Russian authorities, which did not comment for this article, have since doubled down on censorship in Russia. On March 4, lawmakers passed amendments that criminalised “discrediting” Russian armed forces or calling for sanctions against Russia.

Lawmakers made the spread of “fake” information an offence punishable with fines or a jail term of up to 15 years, a move that led some international news outlets to halt reporting in Russia.

Authorities also restricted access to Facebook and Twitter and blocked several independent media and Ukrainian websites.

In response, Twitter said people should have free and open access to the internet, particularly during times of crisis. Nick Clegg, president of global affairs for Facebook’s parent company Meta, said millions of ordinary Russians would be cut off from reliable information.

-- Supplied material --
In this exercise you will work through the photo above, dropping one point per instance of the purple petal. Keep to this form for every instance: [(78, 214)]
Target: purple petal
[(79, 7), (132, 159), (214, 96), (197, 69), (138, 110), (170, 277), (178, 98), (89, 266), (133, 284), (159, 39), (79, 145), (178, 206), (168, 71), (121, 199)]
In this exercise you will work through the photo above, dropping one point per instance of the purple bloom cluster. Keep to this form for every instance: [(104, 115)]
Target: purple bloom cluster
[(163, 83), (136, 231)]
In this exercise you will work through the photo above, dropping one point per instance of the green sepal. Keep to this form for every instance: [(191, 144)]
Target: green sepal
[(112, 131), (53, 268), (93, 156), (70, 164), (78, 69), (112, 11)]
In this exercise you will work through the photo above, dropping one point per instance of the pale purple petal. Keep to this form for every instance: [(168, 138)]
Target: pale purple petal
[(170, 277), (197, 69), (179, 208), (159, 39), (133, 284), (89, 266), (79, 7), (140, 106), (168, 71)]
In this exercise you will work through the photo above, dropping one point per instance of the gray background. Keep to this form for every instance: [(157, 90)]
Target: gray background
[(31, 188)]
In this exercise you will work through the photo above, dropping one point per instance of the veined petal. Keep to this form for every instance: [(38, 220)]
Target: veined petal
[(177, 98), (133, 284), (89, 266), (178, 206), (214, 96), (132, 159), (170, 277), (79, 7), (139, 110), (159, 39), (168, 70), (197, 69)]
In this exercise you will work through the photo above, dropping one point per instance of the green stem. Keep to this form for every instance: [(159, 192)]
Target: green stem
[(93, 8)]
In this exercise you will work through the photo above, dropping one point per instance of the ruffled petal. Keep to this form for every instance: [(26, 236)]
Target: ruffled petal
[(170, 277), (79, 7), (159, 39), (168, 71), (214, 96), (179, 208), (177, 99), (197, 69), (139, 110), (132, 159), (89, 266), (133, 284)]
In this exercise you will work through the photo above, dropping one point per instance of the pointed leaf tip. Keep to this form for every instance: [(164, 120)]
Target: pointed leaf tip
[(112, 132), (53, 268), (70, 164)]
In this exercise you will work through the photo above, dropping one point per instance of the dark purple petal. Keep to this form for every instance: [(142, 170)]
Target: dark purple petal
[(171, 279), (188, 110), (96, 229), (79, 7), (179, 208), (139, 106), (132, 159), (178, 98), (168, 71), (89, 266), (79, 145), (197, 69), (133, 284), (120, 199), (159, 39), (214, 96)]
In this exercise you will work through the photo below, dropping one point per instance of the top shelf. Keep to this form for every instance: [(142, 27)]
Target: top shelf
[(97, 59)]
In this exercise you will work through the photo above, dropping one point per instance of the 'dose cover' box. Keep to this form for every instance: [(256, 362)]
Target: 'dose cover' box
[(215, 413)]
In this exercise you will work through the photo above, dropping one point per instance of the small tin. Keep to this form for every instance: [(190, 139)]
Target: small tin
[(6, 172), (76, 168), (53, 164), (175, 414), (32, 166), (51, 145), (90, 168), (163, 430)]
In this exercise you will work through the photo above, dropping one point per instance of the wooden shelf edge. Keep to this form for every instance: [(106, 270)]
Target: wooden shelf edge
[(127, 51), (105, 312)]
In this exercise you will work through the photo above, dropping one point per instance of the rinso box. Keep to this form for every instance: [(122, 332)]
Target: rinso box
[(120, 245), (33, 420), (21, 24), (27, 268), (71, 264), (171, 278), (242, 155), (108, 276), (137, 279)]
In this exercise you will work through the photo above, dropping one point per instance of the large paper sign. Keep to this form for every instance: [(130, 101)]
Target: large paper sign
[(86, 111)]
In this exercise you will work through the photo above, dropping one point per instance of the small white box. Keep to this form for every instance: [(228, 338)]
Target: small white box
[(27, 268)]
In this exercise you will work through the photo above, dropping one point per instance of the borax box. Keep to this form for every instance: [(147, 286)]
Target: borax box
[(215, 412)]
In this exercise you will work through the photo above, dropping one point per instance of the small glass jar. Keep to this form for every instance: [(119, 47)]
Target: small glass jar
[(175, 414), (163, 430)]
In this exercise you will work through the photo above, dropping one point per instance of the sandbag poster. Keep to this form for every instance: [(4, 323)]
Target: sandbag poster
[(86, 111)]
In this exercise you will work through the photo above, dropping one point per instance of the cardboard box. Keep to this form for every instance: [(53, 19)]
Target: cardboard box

-- Exercises --
1. Please take the excerpt on Russian censorship and write out everything from "Russian authorities, which" down to "and Ukrainian websites.", replacing "censorship" with "control of information".
2. According to the excerpt on Russian censorship, what is the longest jail term for spreading "fake" information?

-- Answers to the problems --
1.
Russian authorities, which did not comment for this article, have since doubled down on control of information in Russia. On March 4, lawmakers passed amendments that criminalised “discrediting” Russian armed forces or calling for sanctions against Russia.

Lawmakers made the spread of “fake” information an offence punishable with fines or a jail term of up to 15 years, a move that led some international news outlets to halt reporting in Russia.

Authorities also restricted access to Facebook and Twitter and blocked several independent media and Ukrainian websites.

2. Up to 15 years.